Exercise details »
Starting at the line that contains "For the audit, pick out each instance of the lotus" and ending with the last line below, output those lines as a Markdown table with two columns, Row and Text. Number each row and leave out any blank lines.

Supplied records »
-=-=-=-=-
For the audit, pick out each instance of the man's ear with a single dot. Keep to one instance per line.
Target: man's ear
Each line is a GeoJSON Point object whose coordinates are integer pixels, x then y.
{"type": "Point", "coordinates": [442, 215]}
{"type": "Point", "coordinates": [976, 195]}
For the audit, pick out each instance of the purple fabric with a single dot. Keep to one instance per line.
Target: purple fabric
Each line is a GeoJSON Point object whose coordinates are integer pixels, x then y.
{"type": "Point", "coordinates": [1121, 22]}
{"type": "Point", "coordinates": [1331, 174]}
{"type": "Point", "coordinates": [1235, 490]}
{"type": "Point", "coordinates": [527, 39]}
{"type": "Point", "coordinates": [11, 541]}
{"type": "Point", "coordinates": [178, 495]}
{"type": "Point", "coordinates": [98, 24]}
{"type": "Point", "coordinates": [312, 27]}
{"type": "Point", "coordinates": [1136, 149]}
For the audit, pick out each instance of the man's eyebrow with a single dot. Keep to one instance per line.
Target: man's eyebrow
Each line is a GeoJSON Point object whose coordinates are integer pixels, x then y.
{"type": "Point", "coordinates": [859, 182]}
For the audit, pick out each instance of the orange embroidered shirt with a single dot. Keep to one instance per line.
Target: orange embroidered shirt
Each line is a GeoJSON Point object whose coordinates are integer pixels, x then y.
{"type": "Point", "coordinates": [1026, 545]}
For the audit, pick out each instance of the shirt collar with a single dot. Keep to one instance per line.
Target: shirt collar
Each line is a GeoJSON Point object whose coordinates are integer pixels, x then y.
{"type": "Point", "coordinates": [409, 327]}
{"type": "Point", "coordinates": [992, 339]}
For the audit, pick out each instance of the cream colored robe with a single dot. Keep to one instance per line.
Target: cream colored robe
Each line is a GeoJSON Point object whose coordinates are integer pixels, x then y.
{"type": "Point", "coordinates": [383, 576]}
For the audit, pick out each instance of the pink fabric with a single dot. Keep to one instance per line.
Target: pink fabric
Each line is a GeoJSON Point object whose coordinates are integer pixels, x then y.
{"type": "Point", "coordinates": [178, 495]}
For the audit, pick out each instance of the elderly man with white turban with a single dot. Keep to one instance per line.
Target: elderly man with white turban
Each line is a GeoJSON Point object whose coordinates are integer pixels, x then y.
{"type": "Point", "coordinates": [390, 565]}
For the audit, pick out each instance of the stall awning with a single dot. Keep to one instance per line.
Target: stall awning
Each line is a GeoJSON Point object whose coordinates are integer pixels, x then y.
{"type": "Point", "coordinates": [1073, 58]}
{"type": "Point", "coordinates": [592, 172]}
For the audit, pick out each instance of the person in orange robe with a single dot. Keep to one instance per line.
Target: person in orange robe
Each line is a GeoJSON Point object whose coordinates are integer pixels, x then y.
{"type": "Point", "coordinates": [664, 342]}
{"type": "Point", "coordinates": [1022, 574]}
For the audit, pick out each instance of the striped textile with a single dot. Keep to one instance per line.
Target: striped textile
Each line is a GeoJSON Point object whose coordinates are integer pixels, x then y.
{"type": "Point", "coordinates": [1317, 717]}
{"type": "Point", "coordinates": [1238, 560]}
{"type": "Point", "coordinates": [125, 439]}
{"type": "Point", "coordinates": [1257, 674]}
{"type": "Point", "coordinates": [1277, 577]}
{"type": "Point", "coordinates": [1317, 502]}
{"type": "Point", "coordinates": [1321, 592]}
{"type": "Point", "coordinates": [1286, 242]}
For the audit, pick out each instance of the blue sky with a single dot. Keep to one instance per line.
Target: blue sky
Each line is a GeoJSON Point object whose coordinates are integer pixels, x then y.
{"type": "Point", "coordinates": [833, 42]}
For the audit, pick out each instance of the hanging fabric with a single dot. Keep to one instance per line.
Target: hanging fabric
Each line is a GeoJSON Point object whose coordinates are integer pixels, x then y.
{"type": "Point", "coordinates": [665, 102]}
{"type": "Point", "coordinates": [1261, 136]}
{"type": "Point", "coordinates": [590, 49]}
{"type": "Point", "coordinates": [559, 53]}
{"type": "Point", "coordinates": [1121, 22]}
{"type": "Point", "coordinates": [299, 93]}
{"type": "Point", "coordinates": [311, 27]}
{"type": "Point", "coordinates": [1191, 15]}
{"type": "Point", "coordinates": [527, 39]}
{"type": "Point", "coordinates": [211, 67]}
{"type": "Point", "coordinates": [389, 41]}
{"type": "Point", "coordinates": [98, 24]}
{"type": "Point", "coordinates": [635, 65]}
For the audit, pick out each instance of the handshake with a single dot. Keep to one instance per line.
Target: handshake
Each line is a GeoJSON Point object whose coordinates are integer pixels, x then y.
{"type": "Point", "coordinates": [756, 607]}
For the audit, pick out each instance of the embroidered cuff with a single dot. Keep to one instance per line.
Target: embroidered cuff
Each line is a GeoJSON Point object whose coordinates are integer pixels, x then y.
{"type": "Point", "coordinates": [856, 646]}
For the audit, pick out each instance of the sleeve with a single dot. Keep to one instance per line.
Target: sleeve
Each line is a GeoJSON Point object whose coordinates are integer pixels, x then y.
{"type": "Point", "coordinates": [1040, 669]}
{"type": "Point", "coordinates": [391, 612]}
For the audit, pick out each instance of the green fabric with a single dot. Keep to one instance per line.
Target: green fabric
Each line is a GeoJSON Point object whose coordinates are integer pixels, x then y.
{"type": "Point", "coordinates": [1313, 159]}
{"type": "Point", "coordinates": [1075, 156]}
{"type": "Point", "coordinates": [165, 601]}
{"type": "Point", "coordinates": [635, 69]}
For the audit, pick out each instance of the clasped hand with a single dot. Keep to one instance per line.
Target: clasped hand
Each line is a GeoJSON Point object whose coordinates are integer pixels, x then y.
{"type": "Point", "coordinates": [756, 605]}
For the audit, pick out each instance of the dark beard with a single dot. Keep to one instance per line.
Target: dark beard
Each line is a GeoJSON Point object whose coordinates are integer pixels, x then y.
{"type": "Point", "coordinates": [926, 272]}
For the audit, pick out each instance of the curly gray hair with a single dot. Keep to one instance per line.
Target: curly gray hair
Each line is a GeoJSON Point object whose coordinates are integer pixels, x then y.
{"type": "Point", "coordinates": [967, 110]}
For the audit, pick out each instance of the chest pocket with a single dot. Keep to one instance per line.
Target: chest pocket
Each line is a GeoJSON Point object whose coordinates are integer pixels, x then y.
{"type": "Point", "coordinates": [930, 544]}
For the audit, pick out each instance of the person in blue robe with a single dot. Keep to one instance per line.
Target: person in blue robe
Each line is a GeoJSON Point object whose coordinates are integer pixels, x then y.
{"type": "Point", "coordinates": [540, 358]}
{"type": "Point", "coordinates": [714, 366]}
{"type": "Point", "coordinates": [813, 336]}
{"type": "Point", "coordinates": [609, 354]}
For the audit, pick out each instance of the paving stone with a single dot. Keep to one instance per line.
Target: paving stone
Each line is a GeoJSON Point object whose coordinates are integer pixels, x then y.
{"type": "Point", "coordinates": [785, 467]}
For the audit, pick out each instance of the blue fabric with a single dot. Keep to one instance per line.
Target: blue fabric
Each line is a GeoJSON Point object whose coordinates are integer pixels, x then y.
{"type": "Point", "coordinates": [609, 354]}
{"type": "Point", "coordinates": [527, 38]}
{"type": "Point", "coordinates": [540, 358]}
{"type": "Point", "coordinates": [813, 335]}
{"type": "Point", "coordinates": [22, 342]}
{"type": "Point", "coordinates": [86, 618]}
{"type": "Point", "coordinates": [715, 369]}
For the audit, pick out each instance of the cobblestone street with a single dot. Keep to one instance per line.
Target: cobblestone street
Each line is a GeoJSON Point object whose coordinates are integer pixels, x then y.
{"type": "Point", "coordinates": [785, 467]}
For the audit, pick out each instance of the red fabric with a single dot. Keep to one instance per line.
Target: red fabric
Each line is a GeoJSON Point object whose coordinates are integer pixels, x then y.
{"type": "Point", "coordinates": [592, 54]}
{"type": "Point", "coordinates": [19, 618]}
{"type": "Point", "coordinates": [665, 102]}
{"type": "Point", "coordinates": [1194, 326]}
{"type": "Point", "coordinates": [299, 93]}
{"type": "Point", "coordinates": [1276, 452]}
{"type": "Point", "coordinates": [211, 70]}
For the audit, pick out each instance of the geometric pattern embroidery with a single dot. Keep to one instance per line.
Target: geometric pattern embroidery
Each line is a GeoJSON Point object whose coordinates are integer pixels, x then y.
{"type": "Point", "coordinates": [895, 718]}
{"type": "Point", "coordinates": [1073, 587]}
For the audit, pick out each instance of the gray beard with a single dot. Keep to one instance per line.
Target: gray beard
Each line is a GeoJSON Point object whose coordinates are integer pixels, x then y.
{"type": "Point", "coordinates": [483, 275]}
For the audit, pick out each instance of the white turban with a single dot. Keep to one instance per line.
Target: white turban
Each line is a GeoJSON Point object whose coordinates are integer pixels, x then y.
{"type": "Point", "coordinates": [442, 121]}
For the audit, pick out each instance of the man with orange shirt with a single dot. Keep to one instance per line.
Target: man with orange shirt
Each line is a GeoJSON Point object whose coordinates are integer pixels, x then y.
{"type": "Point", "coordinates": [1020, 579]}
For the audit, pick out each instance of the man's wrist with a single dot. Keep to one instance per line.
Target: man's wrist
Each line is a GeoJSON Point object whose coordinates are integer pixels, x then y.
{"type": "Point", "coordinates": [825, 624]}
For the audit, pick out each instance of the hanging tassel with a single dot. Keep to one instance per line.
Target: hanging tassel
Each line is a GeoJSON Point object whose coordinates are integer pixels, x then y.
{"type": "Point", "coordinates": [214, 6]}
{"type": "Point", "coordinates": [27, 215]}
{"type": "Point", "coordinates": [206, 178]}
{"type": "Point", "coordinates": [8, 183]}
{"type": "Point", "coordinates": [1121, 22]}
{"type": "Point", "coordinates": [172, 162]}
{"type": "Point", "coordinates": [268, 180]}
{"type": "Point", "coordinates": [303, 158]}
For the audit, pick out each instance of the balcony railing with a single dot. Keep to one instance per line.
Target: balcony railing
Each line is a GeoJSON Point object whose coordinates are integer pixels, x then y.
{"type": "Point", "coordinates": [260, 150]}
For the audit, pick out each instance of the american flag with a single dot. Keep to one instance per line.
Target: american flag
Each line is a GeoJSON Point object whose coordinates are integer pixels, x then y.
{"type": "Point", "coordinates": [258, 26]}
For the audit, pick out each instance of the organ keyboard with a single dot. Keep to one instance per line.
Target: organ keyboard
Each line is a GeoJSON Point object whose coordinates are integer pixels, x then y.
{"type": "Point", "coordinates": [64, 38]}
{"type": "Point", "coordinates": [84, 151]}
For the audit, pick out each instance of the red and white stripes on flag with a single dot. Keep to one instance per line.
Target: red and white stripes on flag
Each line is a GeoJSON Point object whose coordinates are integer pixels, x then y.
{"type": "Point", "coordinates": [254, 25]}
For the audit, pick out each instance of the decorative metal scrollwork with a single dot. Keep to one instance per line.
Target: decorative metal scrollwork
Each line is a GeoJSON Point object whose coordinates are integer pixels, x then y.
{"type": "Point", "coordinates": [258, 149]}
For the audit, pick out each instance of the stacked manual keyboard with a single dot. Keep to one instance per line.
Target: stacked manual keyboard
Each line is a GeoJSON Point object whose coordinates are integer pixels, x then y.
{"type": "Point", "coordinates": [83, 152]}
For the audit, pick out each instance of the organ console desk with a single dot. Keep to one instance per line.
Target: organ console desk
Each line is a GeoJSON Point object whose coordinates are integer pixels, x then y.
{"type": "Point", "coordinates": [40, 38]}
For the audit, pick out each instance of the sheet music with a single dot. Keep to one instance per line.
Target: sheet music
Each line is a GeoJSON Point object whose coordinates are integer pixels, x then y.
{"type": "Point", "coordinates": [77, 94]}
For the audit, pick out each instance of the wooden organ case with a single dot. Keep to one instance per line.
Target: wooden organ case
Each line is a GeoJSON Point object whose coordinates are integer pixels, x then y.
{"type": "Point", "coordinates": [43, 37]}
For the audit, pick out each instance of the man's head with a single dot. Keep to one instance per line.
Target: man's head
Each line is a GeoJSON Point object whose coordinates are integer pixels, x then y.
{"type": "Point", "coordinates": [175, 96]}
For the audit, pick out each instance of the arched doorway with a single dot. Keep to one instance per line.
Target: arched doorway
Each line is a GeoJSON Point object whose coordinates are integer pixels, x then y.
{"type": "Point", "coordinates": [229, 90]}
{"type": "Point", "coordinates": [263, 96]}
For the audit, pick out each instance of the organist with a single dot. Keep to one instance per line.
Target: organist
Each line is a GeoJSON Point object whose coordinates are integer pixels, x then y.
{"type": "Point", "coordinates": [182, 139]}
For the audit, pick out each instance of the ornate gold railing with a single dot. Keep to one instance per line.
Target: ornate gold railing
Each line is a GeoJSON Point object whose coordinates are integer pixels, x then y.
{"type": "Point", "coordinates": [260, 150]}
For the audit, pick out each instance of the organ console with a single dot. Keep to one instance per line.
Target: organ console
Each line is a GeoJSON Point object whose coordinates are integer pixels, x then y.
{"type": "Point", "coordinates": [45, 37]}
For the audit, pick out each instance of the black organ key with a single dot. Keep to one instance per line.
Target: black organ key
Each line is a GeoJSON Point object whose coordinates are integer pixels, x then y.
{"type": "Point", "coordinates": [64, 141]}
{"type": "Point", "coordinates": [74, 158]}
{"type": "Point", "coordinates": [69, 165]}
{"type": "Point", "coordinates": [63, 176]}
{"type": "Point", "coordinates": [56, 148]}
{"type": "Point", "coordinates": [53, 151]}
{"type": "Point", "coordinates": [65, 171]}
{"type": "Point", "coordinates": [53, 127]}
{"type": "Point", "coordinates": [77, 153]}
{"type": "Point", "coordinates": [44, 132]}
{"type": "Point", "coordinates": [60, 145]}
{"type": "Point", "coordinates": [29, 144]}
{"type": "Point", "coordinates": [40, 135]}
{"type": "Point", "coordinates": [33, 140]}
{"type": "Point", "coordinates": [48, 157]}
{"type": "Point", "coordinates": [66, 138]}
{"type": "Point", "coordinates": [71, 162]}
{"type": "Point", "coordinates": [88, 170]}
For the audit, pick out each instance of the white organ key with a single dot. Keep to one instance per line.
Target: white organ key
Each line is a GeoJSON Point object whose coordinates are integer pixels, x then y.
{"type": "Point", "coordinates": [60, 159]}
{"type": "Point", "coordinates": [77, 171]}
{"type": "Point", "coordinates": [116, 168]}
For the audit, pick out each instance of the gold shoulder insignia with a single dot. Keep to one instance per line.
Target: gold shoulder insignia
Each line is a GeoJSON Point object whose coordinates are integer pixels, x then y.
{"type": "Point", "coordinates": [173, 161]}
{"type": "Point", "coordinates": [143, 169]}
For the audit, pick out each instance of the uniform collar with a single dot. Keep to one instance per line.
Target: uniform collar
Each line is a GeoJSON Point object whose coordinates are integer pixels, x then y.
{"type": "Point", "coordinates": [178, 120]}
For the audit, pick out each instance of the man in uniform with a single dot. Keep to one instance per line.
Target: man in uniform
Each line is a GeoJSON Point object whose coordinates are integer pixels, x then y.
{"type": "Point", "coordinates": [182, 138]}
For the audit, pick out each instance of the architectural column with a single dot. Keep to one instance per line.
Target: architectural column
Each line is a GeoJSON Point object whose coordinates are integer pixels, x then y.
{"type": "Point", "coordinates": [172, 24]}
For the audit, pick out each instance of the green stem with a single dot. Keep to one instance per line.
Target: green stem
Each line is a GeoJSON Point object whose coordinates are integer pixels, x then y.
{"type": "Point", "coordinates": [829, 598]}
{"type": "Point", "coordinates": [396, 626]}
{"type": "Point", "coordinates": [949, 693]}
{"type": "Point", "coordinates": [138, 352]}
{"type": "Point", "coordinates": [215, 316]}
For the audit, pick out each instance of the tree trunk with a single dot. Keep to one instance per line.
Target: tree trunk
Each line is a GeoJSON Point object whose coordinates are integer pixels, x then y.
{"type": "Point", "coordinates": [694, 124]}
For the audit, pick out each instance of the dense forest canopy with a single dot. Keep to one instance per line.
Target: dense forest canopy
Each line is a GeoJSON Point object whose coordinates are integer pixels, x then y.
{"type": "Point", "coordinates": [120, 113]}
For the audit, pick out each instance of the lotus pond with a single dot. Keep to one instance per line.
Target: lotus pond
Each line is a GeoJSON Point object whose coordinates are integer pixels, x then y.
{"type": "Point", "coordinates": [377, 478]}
-=-=-=-=-
Task output »
| Row | Text |
|---|---|
| 1 | For the audit, pick out each instance of the lotus pond with a single dot. Keep to one instance per line. |
| 2 | Target: lotus pond |
| 3 | Each line is a GeoJSON Point object whose coordinates are integer pixels, x then y. |
| 4 | {"type": "Point", "coordinates": [377, 478]} |